• **CONSIGNE 1**
Recopiez à l'identique les lignes des données enregistrées, depuis celle qui contient « Point to the poster with map. » jusqu'à la dernière ligne de ces données, bornes comprises.

• **TEXTE FOURNI**
Les auteurs sont moins clairs à cet endroit n'évoquant que « certains » mouvements politiques pensent que : « le peuple serait au contraire doté d'une force morale, d'une capacité d'analyse plus fine que les dominants ». Ils ne parlent point du prolétariat mais qualifient cette thèse de populiste, ce qui est aussi réducteur pourtant que l'incompétence présumée des dominés ! Et de nous extraire le nommé Michéa, électron libre moqueur d'une extrême gauche détournée du « bon sens populaire ». Et de nous assurer qu'une étude américaine démontre que le fait d'avoir de hauts revenus favorise l'adoption de comportements malhonnêtes et égoïstes, ce dont personne ne doute, mais pour nous démontrer quoi en nageant dans la notion fumeuse de peuple ?
On frôle pourtant la vérité de la conscience de classe (pas de peuple) : « Parce qu'à l'abri du besoin, ils (les riches) ont moins besoin de liens sociaux pour survivre (le mot est trop fort!), et place donc plus facilement leur intérêt individuel avant les règles collectives ». Si c'est au fond pour nous dire que l'usage politique de la thèse populiste a des limites, on le savait déjà, et même que cela sous-tendait une allusion au FN 3; les auteurs ont l'honnêteté de retomber sur leur pied en soulignant que la « référence au peuple, la démagogie populiste quant au bon sens populaires est aussi le fait de tous les partis politiques, du genre : « Les français savent bien que... les réformes sont nécessaires... la dette doit être remboursée »4. Or, indépendamment des délires autistes des vrais populistes que sont tous les politiciens, existe une conscience de classe qui se reproduit par elle-même depuis plus de 150 ans que la classe ouvrière a fait son apparition, dont on ne s'abaissera pas à détailler les fondements naturels ici pour l'expliquer aux bourgeois ou même à ces auteurs académiques.

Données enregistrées
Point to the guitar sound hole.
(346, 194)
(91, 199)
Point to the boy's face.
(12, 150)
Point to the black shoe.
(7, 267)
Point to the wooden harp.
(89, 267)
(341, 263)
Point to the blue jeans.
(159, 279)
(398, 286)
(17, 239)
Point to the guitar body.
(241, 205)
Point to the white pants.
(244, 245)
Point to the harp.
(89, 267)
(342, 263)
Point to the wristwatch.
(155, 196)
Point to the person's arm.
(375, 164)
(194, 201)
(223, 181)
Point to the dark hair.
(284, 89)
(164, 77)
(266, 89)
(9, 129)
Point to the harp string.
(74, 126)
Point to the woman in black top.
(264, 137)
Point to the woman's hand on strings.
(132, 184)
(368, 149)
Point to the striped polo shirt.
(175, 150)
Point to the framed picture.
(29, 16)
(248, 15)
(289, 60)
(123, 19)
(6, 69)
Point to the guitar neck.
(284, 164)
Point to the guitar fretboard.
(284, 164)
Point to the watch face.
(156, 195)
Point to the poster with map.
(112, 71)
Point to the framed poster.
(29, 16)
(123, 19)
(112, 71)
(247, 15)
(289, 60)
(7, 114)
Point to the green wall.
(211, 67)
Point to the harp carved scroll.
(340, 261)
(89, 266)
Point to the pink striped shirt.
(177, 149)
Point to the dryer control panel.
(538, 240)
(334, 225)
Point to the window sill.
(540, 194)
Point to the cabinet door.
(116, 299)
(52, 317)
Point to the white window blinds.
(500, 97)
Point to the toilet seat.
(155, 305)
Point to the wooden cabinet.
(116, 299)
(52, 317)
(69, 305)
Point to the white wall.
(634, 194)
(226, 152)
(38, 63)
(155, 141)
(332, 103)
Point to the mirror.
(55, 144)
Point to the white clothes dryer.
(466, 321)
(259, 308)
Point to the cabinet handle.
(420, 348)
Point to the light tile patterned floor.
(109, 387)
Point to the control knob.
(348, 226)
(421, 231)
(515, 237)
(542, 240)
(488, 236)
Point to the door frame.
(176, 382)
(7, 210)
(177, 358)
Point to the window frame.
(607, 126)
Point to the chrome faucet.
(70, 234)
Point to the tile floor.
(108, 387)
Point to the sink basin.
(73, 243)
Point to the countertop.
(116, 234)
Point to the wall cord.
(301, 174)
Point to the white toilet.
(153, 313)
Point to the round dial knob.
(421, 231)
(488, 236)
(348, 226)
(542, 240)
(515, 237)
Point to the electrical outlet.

• **CONSIGNE 2**
Reprenez le texte fourni depuis « Les auteurs sont » jusqu'à « fumeuse de peuple ? », en substituant « public » à « peuple ».

• **RÉPONSE RÉDIGÉE 1**
Point to the poster with map.
(112, 71)
Point to the framed poster.
(29, 16)
(123, 19)
(112, 71)
(247, 15)
(289, 60)
(7, 114)
Point to the green wall.
(211, 67)
Point to the harp carved scroll.
(340, 261)
(89, 266)
Point to the pink striped shirt.
(177, 149)
Point to the dryer control panel.
(538, 240)
(334, 225)
Point to the window sill.
(540, 194)
Point to the cabinet door.
(116, 299)
(52, 317)
Point to the white window blinds.
(500, 97)
Point to the toilet seat.
(155, 305)
Point to the wooden cabinet.
(116, 299)
(52, 317)
(69, 305)
Point to the white wall.
(634, 194)
(226, 152)
(38, 63)
(155, 141)
(332, 103)
Point to the mirror.
(55, 144)
Point to the white clothes dryer.
(466, 321)
(259, 308)
Point to the cabinet handle.
(420, 348)
Point to the light tile patterned floor.
(109, 387)
Point to the control knob.
(348, 226)
(421, 231)
(515, 237)
(542, 240)
(488, 236)
Point to the door frame.
(176, 382)
(7, 210)
(177, 358)
Point to the window frame.
(607, 126)
Point to the chrome faucet.
(70, 234)
Point to the tile floor.
(108, 387)
Point to the sink basin.
(73, 243)
Point to the countertop.
(116, 234)
Point to the wall cord.
(301, 174)
Point to the white toilet.
(153, 313)
Point to the round dial knob.
(421, 231)
(488, 236)
(348, 226)
(542, 240)
(515, 237)
Point to the electrical outlet.

• **RÉPONSE RÉDIGÉE 2**
Les auteurs sont moins clairs à cet endroit n'évoquant que « certains » mouvements politiques pensent que : « le public serait au contraire doté d'une force morale, d'une capacité d'analyse plus fine que les dominants ». Ils ne parlent point du prolétariat mais qualifient cette thèse de populiste, ce qui est aussi réducteur pourtant que l'incompétence présumée des dominés ! Et de nous extraire le nommé Michéa, électron libre moqueur d'une extrême gauche détournée du « bon sens populaire ». Et de nous assurer qu'une étude américaine démontre que le fait d'avoir de hauts revenus favorise l'adoption de comportements malhonnêtes et égoïstes, ce dont personne ne doute, mais pour nous démontrer quoi en nageant dans la notion fumeuse de public ?